_Problem statement_:
Below are some records; print every one of them exactly.

_Dataset entries_:
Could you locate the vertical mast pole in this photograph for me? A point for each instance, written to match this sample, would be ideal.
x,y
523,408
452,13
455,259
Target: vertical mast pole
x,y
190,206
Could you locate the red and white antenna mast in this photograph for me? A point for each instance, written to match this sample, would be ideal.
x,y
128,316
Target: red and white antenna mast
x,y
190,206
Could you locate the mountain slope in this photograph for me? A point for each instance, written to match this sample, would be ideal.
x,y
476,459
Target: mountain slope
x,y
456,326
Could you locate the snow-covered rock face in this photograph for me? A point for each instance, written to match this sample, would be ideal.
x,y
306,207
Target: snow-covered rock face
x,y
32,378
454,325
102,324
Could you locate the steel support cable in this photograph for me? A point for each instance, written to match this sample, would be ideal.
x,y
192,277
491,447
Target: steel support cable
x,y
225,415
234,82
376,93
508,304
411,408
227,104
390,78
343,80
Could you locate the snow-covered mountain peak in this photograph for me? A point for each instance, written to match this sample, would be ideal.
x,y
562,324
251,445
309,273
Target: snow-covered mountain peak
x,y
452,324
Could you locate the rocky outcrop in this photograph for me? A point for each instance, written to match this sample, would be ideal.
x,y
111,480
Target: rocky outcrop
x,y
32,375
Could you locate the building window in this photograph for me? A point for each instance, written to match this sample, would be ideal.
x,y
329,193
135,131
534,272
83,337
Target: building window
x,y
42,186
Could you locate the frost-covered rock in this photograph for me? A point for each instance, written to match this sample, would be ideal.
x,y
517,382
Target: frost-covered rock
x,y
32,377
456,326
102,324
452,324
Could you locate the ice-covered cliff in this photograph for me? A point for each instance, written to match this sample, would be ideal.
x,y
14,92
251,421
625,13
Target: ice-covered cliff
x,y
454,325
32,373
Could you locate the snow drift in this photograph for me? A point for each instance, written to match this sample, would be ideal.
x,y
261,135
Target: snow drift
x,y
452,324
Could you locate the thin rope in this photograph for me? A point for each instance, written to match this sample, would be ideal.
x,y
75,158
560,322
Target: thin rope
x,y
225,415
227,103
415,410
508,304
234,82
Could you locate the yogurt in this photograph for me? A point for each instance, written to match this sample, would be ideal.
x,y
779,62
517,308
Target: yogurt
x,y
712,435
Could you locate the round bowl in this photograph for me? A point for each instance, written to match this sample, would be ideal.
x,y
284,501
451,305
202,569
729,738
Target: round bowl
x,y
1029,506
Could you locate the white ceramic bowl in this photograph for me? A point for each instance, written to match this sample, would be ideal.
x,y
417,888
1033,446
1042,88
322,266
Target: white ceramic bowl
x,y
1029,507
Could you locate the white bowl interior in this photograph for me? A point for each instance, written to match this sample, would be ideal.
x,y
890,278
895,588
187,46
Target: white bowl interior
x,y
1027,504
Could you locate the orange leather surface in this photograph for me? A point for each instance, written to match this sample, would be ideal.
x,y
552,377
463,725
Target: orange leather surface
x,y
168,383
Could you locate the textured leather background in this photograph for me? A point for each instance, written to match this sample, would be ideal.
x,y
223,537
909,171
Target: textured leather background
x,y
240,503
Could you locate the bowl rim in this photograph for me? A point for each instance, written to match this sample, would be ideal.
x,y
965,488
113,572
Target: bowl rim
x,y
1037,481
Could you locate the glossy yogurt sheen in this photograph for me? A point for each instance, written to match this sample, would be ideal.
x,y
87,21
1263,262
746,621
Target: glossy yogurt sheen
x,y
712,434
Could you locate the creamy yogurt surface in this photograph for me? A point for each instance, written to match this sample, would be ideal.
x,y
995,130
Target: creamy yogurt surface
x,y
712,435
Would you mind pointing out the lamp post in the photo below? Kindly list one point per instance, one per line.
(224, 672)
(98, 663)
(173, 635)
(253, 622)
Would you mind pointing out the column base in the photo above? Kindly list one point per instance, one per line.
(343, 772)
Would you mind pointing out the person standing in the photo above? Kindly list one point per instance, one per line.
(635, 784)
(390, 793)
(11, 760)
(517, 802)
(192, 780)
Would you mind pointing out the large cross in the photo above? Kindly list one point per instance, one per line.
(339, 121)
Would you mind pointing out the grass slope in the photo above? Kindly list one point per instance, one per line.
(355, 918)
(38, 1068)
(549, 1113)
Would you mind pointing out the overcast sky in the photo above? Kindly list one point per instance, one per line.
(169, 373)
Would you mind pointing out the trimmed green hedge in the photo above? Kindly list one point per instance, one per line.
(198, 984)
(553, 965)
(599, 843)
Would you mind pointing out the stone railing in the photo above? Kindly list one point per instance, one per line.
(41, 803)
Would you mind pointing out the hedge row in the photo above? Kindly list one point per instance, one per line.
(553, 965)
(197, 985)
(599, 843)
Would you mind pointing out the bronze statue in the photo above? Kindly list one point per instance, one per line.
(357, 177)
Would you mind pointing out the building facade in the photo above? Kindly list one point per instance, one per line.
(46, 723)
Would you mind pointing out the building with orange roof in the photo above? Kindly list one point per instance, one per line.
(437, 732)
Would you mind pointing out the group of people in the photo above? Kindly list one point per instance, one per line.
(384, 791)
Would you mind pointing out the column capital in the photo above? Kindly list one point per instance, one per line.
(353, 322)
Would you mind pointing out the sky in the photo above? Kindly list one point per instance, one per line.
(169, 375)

_Written solution_:
Could you locate the vertical mast pole in this photograph for me? A point for each instance, written to match this sample, would be ideal.
x,y
523,408
452,13
455,259
Target: vertical mast pole
x,y
190,206
Could you locate the red and white antenna mast in this photograph for me? A point for each instance, written to match this sample, would be ideal.
x,y
128,316
Target: red and white antenna mast
x,y
190,206
Could you locate the mountain slope in this photograph for me? A point for each instance, written to match this sample, would be ideal.
x,y
476,459
Target: mountain slope
x,y
456,326
Could you locate the snow-covered rock face in this photograph for me? A point for each instance, written to match this sample, would be ideal.
x,y
306,207
Target: snow-covered rock face
x,y
32,378
454,325
102,324
Could you locate the steel support cable in this photograph for me? A point for each instance, written to match this sample, would be ideal.
x,y
192,277
491,447
Target: steel support cable
x,y
225,415
234,82
376,93
508,304
411,408
227,104
390,78
343,80
Could you locate the snow-covered mountain peak in this photograph for me? A point for each instance, written to match this sample, would be ideal.
x,y
562,324
251,445
309,273
Target: snow-covered mountain peak
x,y
452,324
Could you locate the rocky outcrop in this photograph for me? A point for each instance, written to match this sample, would be ideal.
x,y
111,480
Target: rocky outcrop
x,y
32,375
Could you locate the building window in this photograph for me? A point for each instance, written to match this sample, would be ideal.
x,y
329,193
135,131
534,272
83,337
Target: building window
x,y
42,186
Could you locate the frost-covered rock in this photograph for me? A point for each instance, written to match this sample, would be ideal.
x,y
517,382
Target: frost-covered rock
x,y
32,377
456,326
102,324
452,324
Could you locate the ice-covered cliff in this photograph for me? A point for each instance, written to match this sample, would be ideal.
x,y
14,92
251,421
625,13
Target: ice-covered cliff
x,y
454,325
32,373
Could you locate the snow drift in this photograph for me? A point for each instance, written to match this sample, would be ideal.
x,y
261,135
Target: snow drift
x,y
452,324
Could you locate the thin rope in this photograph for me? A point for each instance, written to match this sample, would be ideal.
x,y
75,158
560,322
Target: thin rope
x,y
225,415
227,103
415,410
508,304
234,82
Could you locate the yogurt in this photograph for me? A point for each instance, written to match this sample, would be ideal.
x,y
779,62
517,308
Target: yogurt
x,y
712,435
Could you locate the round bowl in this photograph for me? A point for each instance, written to match this sample, would be ideal.
x,y
284,501
451,305
202,569
729,738
Target: round bowl
x,y
1029,506
Could you locate the white ceramic bowl in this photograph for me? A point for each instance, written to match this sample, would be ideal.
x,y
417,888
1033,446
1042,88
322,266
Target: white ceramic bowl
x,y
1029,507
Could you locate the white bowl interior in this photograph for me? A point for each instance, written to match this sample, would be ideal.
x,y
890,278
895,588
187,46
Target: white bowl interior
x,y
1027,504
Could you locate the orange leather surface in this photograph for me? A point for each instance, written to match this sample, would be ideal.
x,y
552,377
463,725
Target: orange leather surface
x,y
168,383
Could you locate the textured leather background in this photograph for me? A point for each instance, written to match this sample, would be ideal.
x,y
223,537
909,171
Target: textured leather background
x,y
240,503
Could you locate the bowl rim in this photograph for me? A point for each instance, written to match this sample, would be ideal.
x,y
965,488
113,572
Target: bowl rim
x,y
1037,481
Could you locate the glossy yogurt sheen in this photograph for me? A point for each instance, written to match this sample, would be ideal.
x,y
87,21
1263,262
746,621
Target: glossy yogurt sheen
x,y
712,434
Could you locate the creamy yogurt surface in this photograph for me? A point for each instance, written to match this sample, would be ideal.
x,y
995,130
Target: creamy yogurt surface
x,y
712,435
Would you mind pointing out the lamp post in the photo below? Kindly list one point per instance, one per line.
(224, 672)
(98, 663)
(173, 635)
(253, 622)
Would you mind pointing out the column base in the photo above? Kindly list one point per instance, one per line.
(343, 772)
Would you mind pointing out the person standing in the photo above? Kindly list one point per instance, one per line.
(635, 784)
(390, 793)
(11, 760)
(517, 802)
(192, 780)
Would you mind pointing out the large cross in the photo above? Kindly list one point per instance, one per line.
(339, 121)
Would you mind pointing out the grass slope in the photo above? Kindly list one point per instance, one per line.
(355, 918)
(38, 1068)
(549, 1113)
Would you mind pointing out the overcast sky in the photo above? Kindly list one point per instance, one per line.
(169, 373)
Would you mind pointing out the trimmed green hedge in the photo above? Kindly list one point per instance, one per line.
(198, 984)
(553, 965)
(599, 843)
Would you mind pointing out the stone railing in the photo above? Kindly list one point per instance, one per line.
(41, 803)
Would you mind pointing out the hedge row in the photo above? Kindly list one point per instance, one per line.
(553, 965)
(197, 985)
(599, 843)
Would you mind pointing out the bronze statue in the photo above? Kindly list one point per instance, one per line.
(357, 177)
Would you mind pointing out the building facade in the photo above? Kindly list one point per instance, one per line.
(46, 723)
Would you mind pointing out the building with orange roof in the photo above? Kindly list one point per instance, one per line.
(437, 732)
Would you mind pointing out the group of people in the photo above? Kindly list one point per instance, one per line.
(384, 791)
Would you mind pointing out the column capital in the photo above? Kindly list one point per instance, one per line.
(353, 322)
Would you mind pointing out the sky in the photo above? Kindly list one point per instance, one per line.
(169, 375)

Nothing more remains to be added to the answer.